DESCRIPTION OF THE TASK: Whenever a line in the data holds the string "track", copy that line.

INPUT DATA:
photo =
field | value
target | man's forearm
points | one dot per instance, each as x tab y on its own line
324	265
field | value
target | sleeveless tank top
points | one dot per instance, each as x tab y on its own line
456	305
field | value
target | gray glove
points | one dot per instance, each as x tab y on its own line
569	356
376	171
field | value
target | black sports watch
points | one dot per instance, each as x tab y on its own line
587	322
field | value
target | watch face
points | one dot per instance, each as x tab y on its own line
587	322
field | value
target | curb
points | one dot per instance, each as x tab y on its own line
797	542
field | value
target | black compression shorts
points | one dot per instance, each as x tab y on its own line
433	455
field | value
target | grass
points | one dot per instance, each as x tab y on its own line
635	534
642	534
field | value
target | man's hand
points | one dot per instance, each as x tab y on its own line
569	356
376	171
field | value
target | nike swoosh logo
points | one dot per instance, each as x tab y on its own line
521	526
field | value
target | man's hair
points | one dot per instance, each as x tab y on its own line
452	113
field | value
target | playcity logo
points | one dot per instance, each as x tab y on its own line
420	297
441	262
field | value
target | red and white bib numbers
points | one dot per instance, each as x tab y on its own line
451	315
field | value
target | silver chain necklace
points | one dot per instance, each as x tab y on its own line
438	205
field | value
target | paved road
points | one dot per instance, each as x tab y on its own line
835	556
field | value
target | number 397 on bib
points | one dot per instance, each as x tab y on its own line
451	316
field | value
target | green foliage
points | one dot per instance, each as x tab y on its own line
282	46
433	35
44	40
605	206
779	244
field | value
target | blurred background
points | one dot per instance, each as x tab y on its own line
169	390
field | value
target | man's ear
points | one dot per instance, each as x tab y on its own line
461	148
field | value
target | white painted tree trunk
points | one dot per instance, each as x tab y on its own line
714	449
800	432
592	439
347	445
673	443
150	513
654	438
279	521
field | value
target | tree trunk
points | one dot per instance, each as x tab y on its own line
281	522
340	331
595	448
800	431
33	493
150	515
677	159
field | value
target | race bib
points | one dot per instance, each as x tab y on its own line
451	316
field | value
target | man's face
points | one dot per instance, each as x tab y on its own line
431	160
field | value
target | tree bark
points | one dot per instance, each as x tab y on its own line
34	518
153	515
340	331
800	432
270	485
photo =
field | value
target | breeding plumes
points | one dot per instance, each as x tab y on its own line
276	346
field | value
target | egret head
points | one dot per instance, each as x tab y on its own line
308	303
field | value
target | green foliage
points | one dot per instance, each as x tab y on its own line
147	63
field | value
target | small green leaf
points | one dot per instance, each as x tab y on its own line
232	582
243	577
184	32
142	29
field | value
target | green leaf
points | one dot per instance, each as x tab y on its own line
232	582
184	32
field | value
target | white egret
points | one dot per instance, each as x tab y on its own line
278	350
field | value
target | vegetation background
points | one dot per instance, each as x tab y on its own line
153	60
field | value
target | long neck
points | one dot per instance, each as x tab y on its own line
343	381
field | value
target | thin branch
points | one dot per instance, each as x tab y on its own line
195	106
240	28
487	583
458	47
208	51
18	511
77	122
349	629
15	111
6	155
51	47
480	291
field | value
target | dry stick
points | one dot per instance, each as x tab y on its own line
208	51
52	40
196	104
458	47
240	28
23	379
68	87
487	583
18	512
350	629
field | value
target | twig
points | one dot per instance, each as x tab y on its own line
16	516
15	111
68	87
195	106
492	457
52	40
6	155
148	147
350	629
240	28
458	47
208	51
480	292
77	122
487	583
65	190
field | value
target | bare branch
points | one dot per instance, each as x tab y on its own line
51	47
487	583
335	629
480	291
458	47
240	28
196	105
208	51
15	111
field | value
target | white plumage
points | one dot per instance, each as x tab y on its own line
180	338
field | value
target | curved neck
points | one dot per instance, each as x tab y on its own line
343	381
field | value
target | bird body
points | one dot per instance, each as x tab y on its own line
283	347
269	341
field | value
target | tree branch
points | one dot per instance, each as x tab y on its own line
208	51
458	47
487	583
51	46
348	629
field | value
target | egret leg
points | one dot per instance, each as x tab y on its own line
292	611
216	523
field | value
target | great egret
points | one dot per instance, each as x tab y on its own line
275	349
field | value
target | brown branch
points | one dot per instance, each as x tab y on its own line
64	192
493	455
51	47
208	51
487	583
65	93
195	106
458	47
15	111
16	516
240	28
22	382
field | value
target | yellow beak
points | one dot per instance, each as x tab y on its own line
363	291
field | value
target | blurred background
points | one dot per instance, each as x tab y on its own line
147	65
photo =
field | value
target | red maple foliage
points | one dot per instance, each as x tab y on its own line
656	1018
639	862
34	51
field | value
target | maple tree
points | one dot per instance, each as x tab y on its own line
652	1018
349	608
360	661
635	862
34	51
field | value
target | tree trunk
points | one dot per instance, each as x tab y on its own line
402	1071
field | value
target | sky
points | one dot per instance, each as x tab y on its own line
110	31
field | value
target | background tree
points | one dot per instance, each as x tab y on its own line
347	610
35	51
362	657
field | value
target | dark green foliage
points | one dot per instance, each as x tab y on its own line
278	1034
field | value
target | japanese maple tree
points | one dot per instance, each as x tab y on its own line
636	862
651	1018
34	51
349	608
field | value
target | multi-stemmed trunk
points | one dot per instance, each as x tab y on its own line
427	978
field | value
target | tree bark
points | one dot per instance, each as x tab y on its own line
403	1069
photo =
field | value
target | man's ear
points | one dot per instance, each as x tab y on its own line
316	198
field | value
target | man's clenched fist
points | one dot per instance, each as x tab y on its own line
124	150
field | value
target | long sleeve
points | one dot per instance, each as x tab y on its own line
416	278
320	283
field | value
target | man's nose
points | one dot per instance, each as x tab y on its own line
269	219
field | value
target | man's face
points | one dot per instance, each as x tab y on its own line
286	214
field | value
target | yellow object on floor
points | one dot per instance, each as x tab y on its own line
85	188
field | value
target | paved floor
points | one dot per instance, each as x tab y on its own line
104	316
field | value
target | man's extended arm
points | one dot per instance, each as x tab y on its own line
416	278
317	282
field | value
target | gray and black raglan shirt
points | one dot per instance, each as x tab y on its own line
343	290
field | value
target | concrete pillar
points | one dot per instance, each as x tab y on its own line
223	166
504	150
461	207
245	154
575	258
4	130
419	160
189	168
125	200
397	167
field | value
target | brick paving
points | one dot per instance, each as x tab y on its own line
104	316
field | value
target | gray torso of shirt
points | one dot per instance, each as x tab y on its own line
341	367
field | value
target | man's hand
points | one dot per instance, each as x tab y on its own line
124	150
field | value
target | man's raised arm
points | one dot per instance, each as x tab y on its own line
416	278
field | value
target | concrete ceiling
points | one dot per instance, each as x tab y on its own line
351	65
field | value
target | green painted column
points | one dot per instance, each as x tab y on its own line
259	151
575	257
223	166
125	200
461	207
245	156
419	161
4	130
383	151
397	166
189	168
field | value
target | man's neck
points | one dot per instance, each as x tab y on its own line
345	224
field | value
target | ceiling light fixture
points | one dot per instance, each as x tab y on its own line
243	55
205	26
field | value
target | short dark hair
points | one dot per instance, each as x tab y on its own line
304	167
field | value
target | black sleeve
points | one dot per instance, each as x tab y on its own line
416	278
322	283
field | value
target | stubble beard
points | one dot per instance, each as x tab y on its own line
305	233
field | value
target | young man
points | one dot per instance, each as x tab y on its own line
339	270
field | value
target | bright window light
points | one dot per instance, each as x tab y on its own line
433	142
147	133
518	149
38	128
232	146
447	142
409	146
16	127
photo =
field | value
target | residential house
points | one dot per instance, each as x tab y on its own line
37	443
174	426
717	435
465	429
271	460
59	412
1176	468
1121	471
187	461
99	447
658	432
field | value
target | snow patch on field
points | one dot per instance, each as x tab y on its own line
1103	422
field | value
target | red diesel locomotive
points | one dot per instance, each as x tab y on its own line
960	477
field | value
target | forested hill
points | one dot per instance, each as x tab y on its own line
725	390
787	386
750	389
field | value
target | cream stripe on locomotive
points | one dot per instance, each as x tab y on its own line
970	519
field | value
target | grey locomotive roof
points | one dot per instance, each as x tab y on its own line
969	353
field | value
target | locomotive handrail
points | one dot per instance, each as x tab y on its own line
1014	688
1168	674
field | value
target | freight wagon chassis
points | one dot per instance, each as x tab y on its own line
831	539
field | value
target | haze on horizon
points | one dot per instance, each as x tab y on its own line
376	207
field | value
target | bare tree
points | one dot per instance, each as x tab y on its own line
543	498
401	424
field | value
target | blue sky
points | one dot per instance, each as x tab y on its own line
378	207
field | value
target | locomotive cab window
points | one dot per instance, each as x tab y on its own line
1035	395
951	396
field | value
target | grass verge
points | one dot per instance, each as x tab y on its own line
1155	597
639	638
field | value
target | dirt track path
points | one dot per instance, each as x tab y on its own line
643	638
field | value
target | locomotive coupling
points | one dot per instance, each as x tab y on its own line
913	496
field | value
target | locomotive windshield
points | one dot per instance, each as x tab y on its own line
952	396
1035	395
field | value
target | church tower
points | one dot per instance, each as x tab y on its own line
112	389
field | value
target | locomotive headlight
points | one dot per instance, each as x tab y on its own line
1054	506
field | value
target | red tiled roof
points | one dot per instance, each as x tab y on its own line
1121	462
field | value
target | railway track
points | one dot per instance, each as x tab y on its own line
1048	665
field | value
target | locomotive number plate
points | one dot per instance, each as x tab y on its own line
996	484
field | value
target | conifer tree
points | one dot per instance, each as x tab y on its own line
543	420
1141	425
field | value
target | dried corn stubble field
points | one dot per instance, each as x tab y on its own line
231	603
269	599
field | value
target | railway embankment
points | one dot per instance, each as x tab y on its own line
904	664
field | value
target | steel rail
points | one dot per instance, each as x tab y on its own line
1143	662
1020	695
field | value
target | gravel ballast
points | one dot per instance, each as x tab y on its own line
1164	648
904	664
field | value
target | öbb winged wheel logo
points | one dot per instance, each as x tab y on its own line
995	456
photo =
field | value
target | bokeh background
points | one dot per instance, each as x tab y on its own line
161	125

RESPONSE:
target | dirt track path
target | railway track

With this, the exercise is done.